Schreibe die Rezension zu Isabel Allendes „Mein erfundenes Land“ im Anschluss an ihren letzten Satz weiter.

» **Textabschnitt**:
==*==

Geschrieben am 21. Januar 2007 von für Bücher, Litmag

Isabel Allende: Mein erfundenes Land

Erinnerungen und Erfindungen

„Mein erfundenes Land“ ist ein höchst kurzweiliges und mindestens ebenso amüsantes Buch, das viel über Chile erzählt, aber noch mehr über Isabel Allende selbst. Von Petra Vesper

„Die Erinnerung ist ein Labyrinth, in dem Minotauren lauern.“ In die verschlungenen Pfade ihrer eigenen Biographie taucht Isabel Allende mit ihrem neuesten Buch ab – und verknüpft diese mit der Geschichte ihres Geburtslandes Chile. Heraus gekommen ist keine Autobiographie im eigentlichen Sinne, sondern eine Hommage an ihre „Heimat“, gemischt aus Fakten und Fiktion: „Heimat“ ist kein Ort, der auf irgendeiner Landkarte verzeichnet wäre, sondern ein „Ort in meinem Kopf“. Schon als Jugendliche hat Isabel Allende eine gewisse Heimatlosigkeit und das Gefühl des Fremdseins erfahren, da sie mit ihrem Stiefvater, einem Diplomaten, viel Zeit im Ausland verbrachte. Später, nach dem Militärputsch 1973, musste sie das Land zwangsweise verlasen und lebte im Exil – inzwischen wohnt sie mit ihrem zweiten Ehemann in Kalifornien. „Heimat“ ist daher für Allende nichts mehr und nichts weniger als die Literatur selbst: Jene Mischung aus Erinnertem und Erfundenem, Erlebtem und Gehörtem, aus der sich ihr Schreiben schöpft. Chile, ihr Heimatland, ist der Ort, an dem die Erinnerungen und Erfindungen zusammenlaufen. Das wirkliche Chile, das hat sie bei ihren zahlreichen Besuchen nach Ende der Pinochet-Diktatur erfahren, hat wenig mit „ihrem“ Chile zu tun. Das Chile der Isabel Allende, das sie in ihren Romanen immer wieder thematisiert, ist in der Tat ein „erfundenes Land“. Sie selbst begreift sich heute in erster Linie als „Amerikanerin“ – und aus diesem ambivalenten Gefühl speist sich ihr Schreiben: Es sei – motiviert durch ihr Gefühl von Heimweh, laut Wörterbuch eine große Sehnsucht nach der fernen Heimat – „eine beständige Übung der Sehnsucht“.

==*==

» **Bereitgestellte Daten**:
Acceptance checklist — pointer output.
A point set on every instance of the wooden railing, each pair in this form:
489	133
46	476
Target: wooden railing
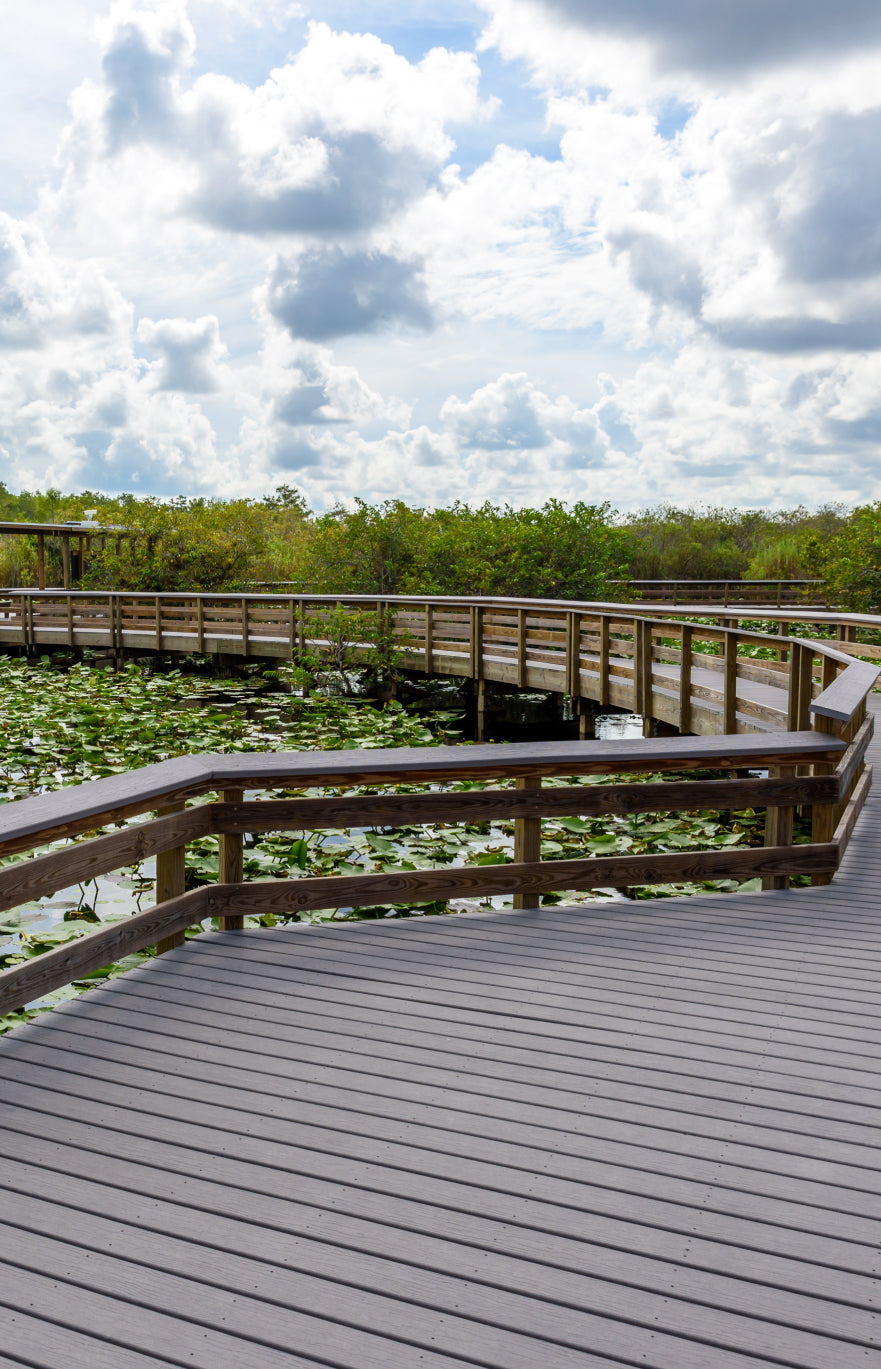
766	593
30	823
821	767
699	678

==*==

» **Ergebnis**:
Zurück ins „große Eckhaus“

Nachdem Isabel Allende sich in ihren letzten Romanen eher glücklos am Genre der phantastischen Jugendliteratur (Aguila-und-Jaguar-Trilogie) versucht und sich in den Untiefen der Unterhaltungsliteratur (Zorro) verfangen hat, kehrt sie mit Mein erfundenes Land dorthin zurück, wo ihr literarischer Weltruhm begann: In jenes „große Eckhaus“, das sie selbst zwar nie gesehen hat, aber von dem ihr der Großvater stets erzählte und in dem ihre Mutter geboren wurde. Das Haus spielt die Hauptrolle in ihrem ersten Roman Das Geisterhaus und ist dort das Domizil der Sippe der Truebas. „Die fiktive Familie gleicht in alarmierender Weise der Familie meiner Mutter – solche Figuren hätte ich nicht erfinden können. Was ja auch nicht nötig war, denn wer eine Familie wie die meine hat, der braucht keine Phantasie.“ Tatsächlich entdecken erfahrene Allende-Leser eine Vielzahl von Figuren wieder, die sie bereits aus dem „Geisterhaus“ kennen: eine Großmutter mit telepathischen Fähigkeiten, eine Großtante, die „der Heiligkeit entgegen“ strebte und im Alter von 100 Jahren in ein Kloster eintreten will, ein o­nkel, der auf der Straße seine Hose auszieht, um sie einem Mittellosen zu schenken.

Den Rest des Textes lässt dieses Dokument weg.